Can’t wait to add more recipes to my recipe box! 🙂
SusanV
Beth, I’ve just added the nutrition info. It’s quite a lot of fat if you use full-fat coconut milk but if you replace it with lite coconut milk or soymilk and coconut extract, the calories and fat go way down.
Lucy Glib
Thanks, Susan, for the speedy reply! I am using 365-brand “light” coconut milk so I will guesstimate.
Craig
This is my go-to recipe these days. So tasty and filling. I add canned bamboo shoots and matchstick-cut carrots if I have them.
Todd
Really enjoy the site. I have been eating some coconut milk and using coconut oil and actually feel more mentally alert as a vegan. At the same time I am seeing some vegans physicians state that coconut is forbodden because of the saturated fat. Can anyone help me solve my confusion?
Tom Wills
The minced ginger is close to the feeling of that Thai soup, but Kha (galingale,) a relative of ginger is the what gives those coconut milk soups their distinctive flavor….It can be purchased online in dried form…and here, near San Francisco, it can be found fresh in Asian markets and groceries….

_Collected data_
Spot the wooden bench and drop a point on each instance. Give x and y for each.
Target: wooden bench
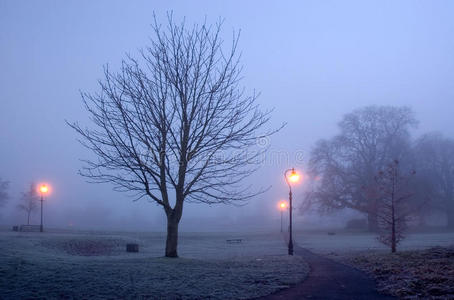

_What is required_
Extract everything in the recipe comments from "Can’t wait to" down to "solve my confusion?". Rely only on the recipe comments for what comes next.

_Exercise answer_
Can’t wait to add more recipes to my recipe box! 🙂
SusanV
Beth, I’ve just added the nutrition info. It’s quite a lot of fat if you use full-fat coconut milk but if you replace it with lite coconut milk or soymilk and coconut extract, the calories and fat go way down.
Lucy Glib
Thanks, Susan, for the speedy reply! I am using 365-brand “light” coconut milk so I will guesstimate.
Craig
This is my go-to recipe these days. So tasty and filling. I add canned bamboo shoots and matchstick-cut carrots if I have them.
Todd
Really enjoy the site. I have been eating some coconut milk and using coconut oil and actually feel more mentally alert as a vegan. At the same time I am seeing some vegans physicians state that coconut is forbodden because of the saturated fat. Can anyone help me solve my confusion?